// https://wokwi.com/projects/411834422059067393
//
// https://wokwi.com/projects/411769421805937665
// a modification of
// https://wokwi.com/projects/409963746798376961
// a modificaton of:
// https://wokwi.com/projects/409963275966630913
// to use a post-fix/Reverse Polish Notation protocol
// Code from https://www.gammon.com.au/forum/?id=11425&reply=1#reply1
// Other simulations https://forum.arduino.cc/t/wokwi-simulations-for-arduino-built-in-examples/1304754
// See also Nick Gammon's Serial examples
// Serial Example 1: https://wokwi.com/projects/409963075177910273
// Serial Example 2: https://wokwi.com/projects/409963275966630913
// & @gcjr's pcRead https://wokwi.com/projects/412448490504844289
/*
Non-Blocking Serial Parsing, RPN-style with switch-case
Another way of processing incoming data without blocking, is to
use single letter commands in a Post-fix/Reverse Polish Notation
form.
Effectively this means looking at each byte in the
input stream, and handling it with the current state.
As an example, say you had this coming into the serial port:
4500R 80S 3G
Where R is RPM, S is speed, and G is the gear setting, using
the current accumulated number.
The code below acts on the bytes as they come in. When it gets
a letter "R", "S" or "G" it copies the number ot the register and
acts. Otherwise it processes incoming digits by multiplying the
previous result by 10, and adding in the new one. Whitespace
is skipped.
This has the advantage of handling long messages without even
needing any buffer, thus saving RAM. You can also process message
as soon as the state changes, rather than waiting for end-of-line.
*/
// Example state machine reading serial input
// Author: DaveX
// Date: 2024-19-24
// Modified from https://www.gammon.com.au/forum/?id=11425&reply=1#reply1
// For demo
#include <AccelStepper.h> // https://www.airspayce.com/mikem/arduino/AccelStepper/
// ######### Global variables
//
long currentValue; // accumulator for number parsing
bool numberMode = false; // activly parsing a number
int verbose = 0 ; //
long Svalue, Avalue, Target;
struct XYZTstack { // HP41-like calculator stack
long X;
long Y;
long Z;
long T;
} stack;
AccelStepper stepper(AccelStepper::DRIVER,9,8);
void usage() {
Serial.print(F(R"(
RPN single char parser for controlling a stepper
Commands: SATR0-9cp+-*/%srdv
S Speed
A Accelleration
T Target
R Relative
0-9 Assemble a number
c Change sign
+-*/% arithmetic
p print it
srd swap, roll, dup on the XYZT stack
v set verbosity
Try "100 2 20 SAT" or "100S1000A100T" or "10 60*21+T"

▶ **Task instructions**:
1. In the serial parsing code, how are incoming digits handled?
2. Using the serial parsing code, answer yes or no for each statement and quote the words that decide it. (a) Handling long messages requires a buffer. (b) The command "c" changes the sign. (c) A message is processed only after the end-of-line arrives.

▶ **Material provided**:
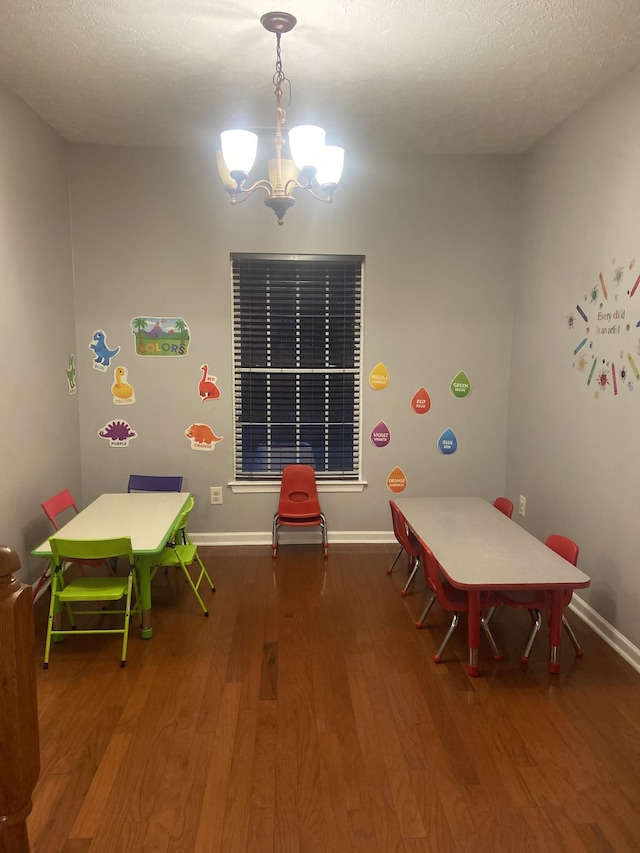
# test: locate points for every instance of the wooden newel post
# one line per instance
(19, 740)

▶ **Solved problems**:
1. Each digit is handled by multiplying the previous result by 10 and adding in the new one.

2.
(a) No: "handling long messages without even needing any buffer, thus saving RAM"
(b) Yes: "c Change sign"
(c) No: "You can also process message as soon as the state changes, rather than waiting for end-of-line."